(Beginning of Records for the task)

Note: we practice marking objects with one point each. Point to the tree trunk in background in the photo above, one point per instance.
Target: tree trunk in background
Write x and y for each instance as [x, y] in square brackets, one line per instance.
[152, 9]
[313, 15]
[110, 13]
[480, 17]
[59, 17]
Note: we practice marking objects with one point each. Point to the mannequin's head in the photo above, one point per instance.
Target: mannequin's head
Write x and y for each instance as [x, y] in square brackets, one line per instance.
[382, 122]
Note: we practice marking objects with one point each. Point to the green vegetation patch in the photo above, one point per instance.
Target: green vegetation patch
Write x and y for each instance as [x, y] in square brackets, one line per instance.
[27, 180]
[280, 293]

(End of Records for the task)

Problem statement:
Exactly the lines from the one containing "to the green" through the end of the records above are to be printed, and no others.

Answer space:
Note: we practice marking objects with one point each. Point to the green vegetation patch in the photo above, one point per instance.
Target: green vegetation patch
Write x and y for each instance as [x, y] in square brackets, one line per instance.
[27, 180]
[280, 293]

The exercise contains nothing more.